▶ **STATED TASK**
Return the whole listing, keeping every character the same.
Start ENTRIES PROVIDED
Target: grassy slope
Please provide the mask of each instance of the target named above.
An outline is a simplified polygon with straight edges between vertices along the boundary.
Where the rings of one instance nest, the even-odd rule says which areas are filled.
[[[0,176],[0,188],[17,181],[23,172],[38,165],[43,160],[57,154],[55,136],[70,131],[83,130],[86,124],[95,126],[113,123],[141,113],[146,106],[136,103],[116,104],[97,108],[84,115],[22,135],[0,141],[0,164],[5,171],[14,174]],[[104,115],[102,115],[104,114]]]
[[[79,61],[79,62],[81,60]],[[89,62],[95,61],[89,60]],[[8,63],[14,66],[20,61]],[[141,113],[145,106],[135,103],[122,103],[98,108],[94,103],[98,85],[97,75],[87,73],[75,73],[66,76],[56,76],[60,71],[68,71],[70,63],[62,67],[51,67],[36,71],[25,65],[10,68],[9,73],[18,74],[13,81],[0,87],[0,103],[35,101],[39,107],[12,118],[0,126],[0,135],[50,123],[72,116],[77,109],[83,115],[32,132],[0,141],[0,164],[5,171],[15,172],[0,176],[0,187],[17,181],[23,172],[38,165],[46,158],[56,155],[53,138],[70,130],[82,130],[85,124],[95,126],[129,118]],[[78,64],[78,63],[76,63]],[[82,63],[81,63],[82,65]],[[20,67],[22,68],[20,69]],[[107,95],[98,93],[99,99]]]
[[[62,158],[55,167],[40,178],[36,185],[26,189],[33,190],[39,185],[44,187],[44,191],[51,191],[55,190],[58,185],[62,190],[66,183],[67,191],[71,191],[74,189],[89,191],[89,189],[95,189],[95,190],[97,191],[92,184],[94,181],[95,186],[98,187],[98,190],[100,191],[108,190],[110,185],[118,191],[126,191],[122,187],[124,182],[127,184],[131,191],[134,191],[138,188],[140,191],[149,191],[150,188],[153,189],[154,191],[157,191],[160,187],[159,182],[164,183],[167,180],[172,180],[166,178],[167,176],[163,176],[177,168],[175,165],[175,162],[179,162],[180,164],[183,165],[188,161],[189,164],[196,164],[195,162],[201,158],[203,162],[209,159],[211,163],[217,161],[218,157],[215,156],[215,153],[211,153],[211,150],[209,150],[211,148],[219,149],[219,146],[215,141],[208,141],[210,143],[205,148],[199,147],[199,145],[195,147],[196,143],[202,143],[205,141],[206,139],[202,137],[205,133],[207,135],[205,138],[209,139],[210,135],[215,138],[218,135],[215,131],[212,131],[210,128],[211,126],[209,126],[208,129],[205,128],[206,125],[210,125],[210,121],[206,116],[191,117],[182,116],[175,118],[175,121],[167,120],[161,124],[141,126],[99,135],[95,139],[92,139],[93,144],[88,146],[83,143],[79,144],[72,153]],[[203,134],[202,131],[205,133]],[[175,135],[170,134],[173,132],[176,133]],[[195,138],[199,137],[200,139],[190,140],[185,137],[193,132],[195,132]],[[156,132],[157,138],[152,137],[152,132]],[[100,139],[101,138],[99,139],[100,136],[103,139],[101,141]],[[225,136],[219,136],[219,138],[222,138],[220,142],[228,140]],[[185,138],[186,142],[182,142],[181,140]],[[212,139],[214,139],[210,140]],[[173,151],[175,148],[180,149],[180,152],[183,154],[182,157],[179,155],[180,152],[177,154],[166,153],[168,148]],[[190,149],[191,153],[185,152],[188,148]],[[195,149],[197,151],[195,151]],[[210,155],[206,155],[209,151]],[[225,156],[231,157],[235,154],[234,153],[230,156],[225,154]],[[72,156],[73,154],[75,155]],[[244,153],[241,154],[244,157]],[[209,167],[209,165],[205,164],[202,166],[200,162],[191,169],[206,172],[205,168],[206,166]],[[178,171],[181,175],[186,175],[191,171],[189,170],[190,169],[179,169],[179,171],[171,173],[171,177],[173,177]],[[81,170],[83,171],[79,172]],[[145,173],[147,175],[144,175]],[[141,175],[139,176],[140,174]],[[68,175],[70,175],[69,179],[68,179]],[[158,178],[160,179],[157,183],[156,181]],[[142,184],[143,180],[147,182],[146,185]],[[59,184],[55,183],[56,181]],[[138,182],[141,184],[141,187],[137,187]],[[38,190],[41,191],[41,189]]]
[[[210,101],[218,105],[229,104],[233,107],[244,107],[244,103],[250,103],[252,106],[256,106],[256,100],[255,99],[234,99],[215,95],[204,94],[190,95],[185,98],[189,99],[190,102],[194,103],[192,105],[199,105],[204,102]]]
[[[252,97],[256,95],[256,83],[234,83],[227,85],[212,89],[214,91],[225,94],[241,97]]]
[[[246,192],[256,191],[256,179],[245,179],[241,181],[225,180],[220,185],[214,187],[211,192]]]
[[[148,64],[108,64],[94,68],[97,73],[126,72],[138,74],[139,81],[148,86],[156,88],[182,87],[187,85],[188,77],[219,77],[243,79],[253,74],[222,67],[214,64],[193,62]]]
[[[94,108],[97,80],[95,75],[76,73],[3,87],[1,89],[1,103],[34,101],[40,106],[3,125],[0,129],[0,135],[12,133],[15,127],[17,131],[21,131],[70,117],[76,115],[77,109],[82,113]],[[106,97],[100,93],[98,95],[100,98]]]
End ENTRIES PROVIDED
▶ **ANSWER FOR THIS EXERCISE**
Target: grassy slope
Please provide the mask of each instance of the target named above.
An outline is a simplified polygon with straight edges between vertices along the boundary.
Where the rings of one instance nest, the even-odd rule says which areas are filled.
[[[0,176],[0,188],[17,181],[23,172],[38,165],[43,160],[57,154],[55,136],[70,131],[83,130],[86,124],[95,126],[113,123],[141,113],[146,106],[136,103],[116,104],[97,108],[84,115],[22,135],[0,141],[0,164],[5,171],[14,174]],[[104,115],[102,115],[104,114]]]
[[[79,61],[79,62],[81,60]],[[89,62],[95,61],[89,60]],[[8,63],[14,66],[20,61]],[[141,113],[145,106],[135,103],[122,103],[98,108],[94,103],[98,85],[97,75],[87,73],[75,73],[66,76],[56,76],[60,71],[68,71],[70,63],[62,67],[51,67],[36,71],[25,65],[10,68],[9,73],[18,74],[13,81],[0,87],[0,103],[35,101],[39,107],[12,118],[0,126],[0,135],[50,123],[72,116],[77,109],[83,115],[32,132],[0,141],[0,164],[5,171],[15,172],[0,176],[0,187],[17,181],[23,172],[38,165],[46,158],[56,155],[53,138],[70,130],[82,130],[85,124],[95,126],[129,118]],[[78,64],[78,63],[76,63]],[[82,63],[81,63],[82,65]],[[20,67],[22,68],[20,69]],[[107,95],[98,93],[99,99]]]
[[[62,158],[55,167],[40,178],[36,185],[26,189],[33,190],[39,185],[44,187],[44,191],[51,191],[55,190],[58,185],[62,190],[66,183],[67,191],[71,191],[74,189],[89,191],[89,189],[95,189],[95,190],[97,191],[92,184],[94,181],[95,186],[98,187],[98,190],[100,191],[108,190],[110,185],[118,191],[126,191],[122,187],[124,182],[127,184],[131,191],[134,191],[138,188],[140,191],[149,191],[150,188],[153,189],[154,191],[157,191],[160,187],[159,182],[164,183],[167,180],[172,180],[166,178],[167,176],[163,176],[177,168],[175,165],[175,162],[179,162],[180,164],[183,165],[188,161],[189,164],[196,164],[195,162],[201,158],[203,162],[209,159],[211,163],[217,161],[218,157],[215,156],[215,153],[211,153],[211,150],[209,150],[211,148],[219,149],[219,146],[215,141],[208,141],[210,143],[205,148],[199,147],[199,145],[195,147],[196,143],[202,143],[205,141],[206,139],[202,137],[205,133],[207,135],[205,138],[209,139],[210,135],[215,138],[218,135],[215,131],[212,131],[210,128],[211,126],[209,126],[208,129],[205,128],[206,125],[210,125],[210,121],[206,116],[191,117],[182,116],[175,118],[175,121],[167,120],[161,124],[141,126],[99,135],[95,139],[92,139],[93,144],[88,146],[83,143],[79,144],[72,153]],[[203,134],[202,131],[205,133]],[[175,135],[170,134],[173,132],[176,133]],[[195,138],[199,137],[200,139],[190,140],[185,137],[193,132],[195,132]],[[156,132],[157,138],[152,137],[152,132]],[[100,139],[101,138],[99,139],[100,136],[103,139],[101,141]],[[225,136],[219,136],[219,138],[222,138],[220,142],[228,140]],[[185,138],[186,142],[182,142],[181,140]],[[212,139],[214,139],[210,140]],[[173,151],[175,148],[180,149],[180,152],[183,154],[182,157],[179,155],[180,152],[177,154],[166,153],[168,148]],[[190,149],[191,153],[185,152],[188,148]],[[195,149],[197,151],[195,151]],[[210,155],[206,155],[209,151]],[[225,156],[231,157],[235,154],[234,153],[230,156],[225,154]],[[72,156],[73,154],[75,155]],[[244,153],[241,154],[244,157]],[[209,167],[209,165],[205,164],[202,166],[200,162],[191,169],[206,172],[205,168],[206,166]],[[178,171],[181,175],[186,175],[191,171],[189,170],[190,169],[179,169],[179,171],[171,173],[171,177],[173,177]],[[81,170],[83,171],[79,172]],[[145,173],[147,175],[144,175]],[[141,175],[139,176],[140,174]],[[68,175],[70,175],[69,179],[68,179]],[[158,178],[160,179],[157,183],[156,181]],[[142,184],[143,180],[147,182],[146,185]],[[59,184],[55,183],[56,181]],[[138,182],[141,184],[141,187],[137,187]],[[38,190],[41,191],[41,189]]]
[[[210,101],[218,105],[229,104],[233,107],[244,107],[244,103],[250,103],[252,106],[256,106],[256,100],[255,99],[234,99],[215,95],[204,94],[190,95],[185,98],[189,99],[190,102],[194,103],[192,105],[199,105],[204,102]]]
[[[252,97],[256,95],[256,83],[234,83],[227,85],[212,89],[214,91],[225,94],[241,97]]]
[[[246,192],[256,191],[256,179],[245,179],[241,181],[225,180],[220,185],[214,187],[211,192]]]
[[[148,64],[108,64],[94,68],[97,73],[126,72],[138,74],[139,81],[148,86],[156,88],[182,87],[187,85],[188,77],[219,77],[243,79],[253,74],[222,67],[214,64],[193,62]]]
[[[94,108],[97,80],[95,75],[76,73],[3,87],[1,89],[1,103],[34,101],[40,106],[3,125],[0,129],[0,135],[12,133],[15,127],[17,131],[21,131],[70,117],[76,115],[77,109],[82,113]],[[106,97],[100,93],[98,95],[100,98]]]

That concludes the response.